* [Exercises]:
[A] Summarize the forum thread below in two sentences.
[B] Set down the forum thread's wording exactly, everything from "Uninstall and Install" down to "above Privacy Policy.".

* [Reading passage]:
* Begin *

# Firefox 3.5 - infinite loop on main forum page when login



## tomrev (Jan 26, 2011)

IE has no problem but with Firefox 3.5 when login, it will refresh infinite loop on main forum page. Do anyone have problem like me?


----------



## Hakoda (Jan 26, 2011)

Something wrong with the latest 3.6.13? Why don't you try that first?


----------



## Costello (Jan 26, 2011)

tomrev said:
			
		

> IE has no problem but with Firefox 3.5 when login, it will refresh infinite loop on main forum page. Do anyone have problem like me?


what do you mean by main forum page? 
could you post the URL?

"when login" do you mean the moment you log in or "when logged in" ?


----------



## tomrev (Jan 26, 2011)

To Hakoda:
I have a bunch FF plugins that don't work with latest FF.


To Costello:
http://gbatemp.net/index.php?act=idx

When "logged" state.


----------



## Costello (Jan 26, 2011)

what skin are you using?
try this page:
http://gbatemp.net/index.php?s=&setski...=0&cal_id=0

also try with another browser? clear your cache?
etc.


----------



## tomrev (Jan 26, 2011)

I notice that on line "Welcome back; your last visit was: ..." it swap between "Yesterday, 11:03 PM" and  "Today, 12:03 AM". Cache is cleared. I tested with IE and Opera browser but has no problem like this. 

Does it weird that only FF has this problem?

Edit: If anyone have problem like me, I will try to remove plugin one by one for finding problem.
Edit2: I use any FF skin.


----------



## tomrev (Jan 26, 2011)

I tried disable all FF plugin but it still has the same problem. I guess it's not because of FF plugin but FF browser itself.


----------



## ProtoKun7 (Jan 26, 2011)

tomrev said:
			
		

> Edit2: I use any FF skin.


He's talking about the forum skin; Classic, Lite or v3. My guess is that if you didn't realise this you're on v3.

I logged out and back using 3.6.13 and I had no difficulties with it.


----------



## tomrev (Jan 26, 2011)

ProtoKun7, Thank you. Where is skin setting? 

It may be only my FF setting and only a minor problem. If I login, I press escape and it stop auto refresh, only a bit annoying.


----------



## FireGrey (Jan 26, 2011)

Uninstall and Install the newest firefox.


----------



## ProtoKun7 (Jan 26, 2011)

On most pages (all apart from some such as the portal) including this one, there's a skin selector at the bottom of the page, just above Privacy Policy.


----------



## Cloak519 (Feb 1, 2011)

Bump.
Thought I wouldn't bother starting a new thread but I do have this problem too.
Using the latest version of Firefox.


----------

* End *

* [Provided material]:
* Begin *

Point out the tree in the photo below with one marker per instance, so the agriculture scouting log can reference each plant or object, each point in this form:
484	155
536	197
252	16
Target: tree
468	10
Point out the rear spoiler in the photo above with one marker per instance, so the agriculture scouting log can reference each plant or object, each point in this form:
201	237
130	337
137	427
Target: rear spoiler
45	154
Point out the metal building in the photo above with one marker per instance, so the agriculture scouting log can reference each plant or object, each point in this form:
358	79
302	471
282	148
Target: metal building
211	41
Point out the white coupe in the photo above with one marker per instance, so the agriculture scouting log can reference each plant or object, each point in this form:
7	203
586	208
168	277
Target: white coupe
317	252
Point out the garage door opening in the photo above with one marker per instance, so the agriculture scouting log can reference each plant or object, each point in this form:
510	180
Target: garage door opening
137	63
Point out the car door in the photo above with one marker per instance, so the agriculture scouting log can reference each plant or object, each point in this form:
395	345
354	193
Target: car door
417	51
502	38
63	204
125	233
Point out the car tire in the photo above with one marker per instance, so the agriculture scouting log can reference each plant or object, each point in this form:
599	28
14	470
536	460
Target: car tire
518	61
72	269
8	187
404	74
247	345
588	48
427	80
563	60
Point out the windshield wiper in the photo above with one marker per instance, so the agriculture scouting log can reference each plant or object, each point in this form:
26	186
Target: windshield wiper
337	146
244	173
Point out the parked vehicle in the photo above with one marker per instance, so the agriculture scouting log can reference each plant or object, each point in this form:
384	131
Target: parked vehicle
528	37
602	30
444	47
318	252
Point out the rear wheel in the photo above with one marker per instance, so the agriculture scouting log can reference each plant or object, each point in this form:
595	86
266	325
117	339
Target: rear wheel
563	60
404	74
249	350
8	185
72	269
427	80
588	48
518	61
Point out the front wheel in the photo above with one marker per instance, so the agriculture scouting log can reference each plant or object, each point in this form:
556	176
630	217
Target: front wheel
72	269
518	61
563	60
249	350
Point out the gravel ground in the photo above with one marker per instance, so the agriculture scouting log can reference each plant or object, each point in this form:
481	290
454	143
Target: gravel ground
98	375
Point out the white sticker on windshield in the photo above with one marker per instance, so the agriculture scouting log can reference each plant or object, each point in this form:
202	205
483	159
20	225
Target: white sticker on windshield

* End *

* [Solutions per task]:
[A] A user reports that, while logged in with Firefox 3.5, the main forum page refreshes in an endless loop, a problem IE and Opera don't show and that persists after clearing the cache and disabling all Firefox plugins. Replies suggest trying the latest Firefox, ask which forum skin is in use, and point to the skin selector at the bottom of most pages; the user finds that pressing Escape stops the refresh, and a later poster on the latest Firefox reports the same problem.

[B]
Uninstall and Install the newest firefox.


----------



## ProtoKun7 (Jan 26, 2011)

On most pages (all apart from some such as the portal) including this one, there's a skin selector at the bottom of the page, just above Privacy Policy.